ACTIVITY LIST
1. Answer these questions using the text on Covid-19 loan relief:
(a) On what date did the Reserve Bank of India notify the Covid-19 package?
(b) Which association filed the writ petition in the Supreme Court?
(c) On what date did the Supreme Court dispose of the writ petition?
2. Please reproduce the text on Covid-19 loan relief word for word, from "(ii) Extension of" to "the loan account’.".

On March 27, 2020, the Reserve Bank of India notified the Covid-19 package to provide relief measures to industries for terms loans, working capital facilities and restructuring of stressed assets.

The Small Scale Industrial Manufacturers Association of Haryana filed a writ petition in the Supreme Court for an appropriate direction or order directing the Union of India and others to take effective and remedial measures to redress the financial strain faced by the industrial sector, particularly MSMEs due to the coronavirus pandemic. The Association submitted that the measures announced did not offer any substantial relief, aid or assistance to the borrowers.

On March 23, 2021, the Supreme Court disposed of the writ petition. It dismissed the reliefs sought by the Small Scale Industrial Manufacturers Association of Haryana, including:

(i) Total waiver of interest during the moratorium period,

(ii) Extension of the period of moratorium,

(iii) Need for sector-wise reliefs provided by the RBI and,

(iv) That the Centre/RBI must provide for further reliefs over and above the packages already extended.

However, the Supreme Court provided relief from the compound interest charged by banks and ‘directed that there shall not be any charge of interest on interest/compound interest/penal interest during the moratorium period and any amount already recovered under the same head, namely, interest on interest/penal interest/compound interest, shall be refunded or given credit/adjusted in the next instalment of the loan account’.

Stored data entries
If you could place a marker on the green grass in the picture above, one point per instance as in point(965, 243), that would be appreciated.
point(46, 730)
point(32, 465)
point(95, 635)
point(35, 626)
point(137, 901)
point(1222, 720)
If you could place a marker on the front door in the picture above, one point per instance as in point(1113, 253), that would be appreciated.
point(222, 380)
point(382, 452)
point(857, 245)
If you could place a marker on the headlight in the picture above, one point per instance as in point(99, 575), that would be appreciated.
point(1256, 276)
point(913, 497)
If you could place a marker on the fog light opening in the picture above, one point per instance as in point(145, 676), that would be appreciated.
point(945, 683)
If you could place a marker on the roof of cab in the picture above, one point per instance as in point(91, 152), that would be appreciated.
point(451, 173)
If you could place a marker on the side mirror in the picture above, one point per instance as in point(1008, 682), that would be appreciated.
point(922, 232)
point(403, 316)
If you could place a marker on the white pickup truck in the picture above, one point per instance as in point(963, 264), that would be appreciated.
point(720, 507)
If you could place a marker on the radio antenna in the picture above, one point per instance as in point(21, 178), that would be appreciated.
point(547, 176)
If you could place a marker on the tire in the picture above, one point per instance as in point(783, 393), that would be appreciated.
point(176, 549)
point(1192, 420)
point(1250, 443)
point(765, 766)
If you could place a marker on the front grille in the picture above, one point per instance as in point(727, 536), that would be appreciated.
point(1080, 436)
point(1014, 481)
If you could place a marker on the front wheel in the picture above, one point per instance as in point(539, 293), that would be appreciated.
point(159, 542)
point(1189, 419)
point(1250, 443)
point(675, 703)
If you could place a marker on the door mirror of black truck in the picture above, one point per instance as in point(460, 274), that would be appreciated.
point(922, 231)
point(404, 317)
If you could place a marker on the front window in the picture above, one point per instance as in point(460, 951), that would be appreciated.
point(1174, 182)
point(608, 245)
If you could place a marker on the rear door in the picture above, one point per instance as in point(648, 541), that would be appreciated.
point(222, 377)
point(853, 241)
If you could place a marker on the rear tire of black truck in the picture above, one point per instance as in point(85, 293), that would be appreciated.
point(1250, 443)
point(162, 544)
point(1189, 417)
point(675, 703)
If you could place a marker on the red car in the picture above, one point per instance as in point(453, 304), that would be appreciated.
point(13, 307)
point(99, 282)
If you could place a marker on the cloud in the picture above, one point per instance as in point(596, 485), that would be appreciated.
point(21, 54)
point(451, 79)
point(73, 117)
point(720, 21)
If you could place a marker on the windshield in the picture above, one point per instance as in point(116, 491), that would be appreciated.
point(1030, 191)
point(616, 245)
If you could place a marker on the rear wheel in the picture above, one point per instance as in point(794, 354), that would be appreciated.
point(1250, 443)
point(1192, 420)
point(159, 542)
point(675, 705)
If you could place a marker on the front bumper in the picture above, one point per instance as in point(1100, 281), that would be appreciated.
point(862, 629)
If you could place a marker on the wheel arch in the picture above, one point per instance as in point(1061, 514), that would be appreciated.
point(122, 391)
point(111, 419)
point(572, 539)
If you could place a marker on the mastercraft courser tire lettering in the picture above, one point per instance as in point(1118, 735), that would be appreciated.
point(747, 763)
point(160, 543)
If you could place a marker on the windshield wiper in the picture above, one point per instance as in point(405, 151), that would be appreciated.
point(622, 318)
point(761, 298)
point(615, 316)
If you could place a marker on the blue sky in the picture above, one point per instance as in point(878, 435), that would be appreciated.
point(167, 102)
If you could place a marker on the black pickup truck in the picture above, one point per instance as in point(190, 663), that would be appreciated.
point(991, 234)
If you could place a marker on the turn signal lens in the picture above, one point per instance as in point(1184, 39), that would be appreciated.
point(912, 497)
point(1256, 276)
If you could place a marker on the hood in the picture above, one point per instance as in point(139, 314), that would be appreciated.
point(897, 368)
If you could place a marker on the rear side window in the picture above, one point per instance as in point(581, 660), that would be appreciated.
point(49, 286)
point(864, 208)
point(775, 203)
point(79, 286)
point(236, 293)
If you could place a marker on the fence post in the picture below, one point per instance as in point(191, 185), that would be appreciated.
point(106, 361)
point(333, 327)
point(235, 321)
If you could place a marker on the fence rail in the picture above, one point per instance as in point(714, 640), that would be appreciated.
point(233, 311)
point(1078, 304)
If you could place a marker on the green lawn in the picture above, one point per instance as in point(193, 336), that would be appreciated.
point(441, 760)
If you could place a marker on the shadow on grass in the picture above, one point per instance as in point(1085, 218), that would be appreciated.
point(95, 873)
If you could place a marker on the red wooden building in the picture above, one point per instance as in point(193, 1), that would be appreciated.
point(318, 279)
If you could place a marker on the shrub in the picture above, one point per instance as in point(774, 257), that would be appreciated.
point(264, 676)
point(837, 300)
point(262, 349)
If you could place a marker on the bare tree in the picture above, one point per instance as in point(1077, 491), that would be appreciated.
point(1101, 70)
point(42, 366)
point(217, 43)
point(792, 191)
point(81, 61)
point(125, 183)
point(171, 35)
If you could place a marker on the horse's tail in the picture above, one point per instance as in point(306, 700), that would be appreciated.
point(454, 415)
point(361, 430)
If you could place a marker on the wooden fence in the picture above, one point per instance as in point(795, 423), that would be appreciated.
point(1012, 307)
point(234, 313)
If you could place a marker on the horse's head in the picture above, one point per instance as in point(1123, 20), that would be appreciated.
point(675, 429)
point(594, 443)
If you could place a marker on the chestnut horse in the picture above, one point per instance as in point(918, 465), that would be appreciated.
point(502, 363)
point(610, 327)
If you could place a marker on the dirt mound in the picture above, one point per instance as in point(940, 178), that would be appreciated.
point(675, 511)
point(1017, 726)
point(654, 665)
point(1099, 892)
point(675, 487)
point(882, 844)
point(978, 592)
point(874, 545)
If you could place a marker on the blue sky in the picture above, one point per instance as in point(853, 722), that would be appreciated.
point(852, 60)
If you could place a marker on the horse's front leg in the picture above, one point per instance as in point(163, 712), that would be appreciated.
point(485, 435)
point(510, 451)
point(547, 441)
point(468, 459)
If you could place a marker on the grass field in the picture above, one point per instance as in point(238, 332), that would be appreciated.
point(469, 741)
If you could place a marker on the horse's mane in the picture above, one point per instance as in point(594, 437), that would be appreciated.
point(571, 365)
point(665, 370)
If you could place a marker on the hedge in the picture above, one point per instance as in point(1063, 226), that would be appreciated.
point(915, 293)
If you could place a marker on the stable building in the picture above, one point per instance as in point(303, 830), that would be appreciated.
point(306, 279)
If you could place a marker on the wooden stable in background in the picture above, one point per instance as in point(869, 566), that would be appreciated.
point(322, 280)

OUTPUTS FOR THE TASKS
1.
(a) March 27, 2020
(b) The Small Scale Industrial Manufacturers Association of Haryana
(c) March 23, 2021

2.
(ii) Extension of the period of moratorium,

(iii) Need for sector-wise reliefs provided by the RBI and,

(iv) That the Centre/RBI must provide for further reliefs over and above the packages already extended.

However, the Supreme Court provided relief from the compound interest charged by banks and ‘directed that there shall not be any charge of interest on interest/compound interest/penal interest during the moratorium period and any amount already recovered under the same head, namely, interest on interest/penal interest/compound interest, shall be refunded or given credit/adjusted in the next instalment of the loan account’.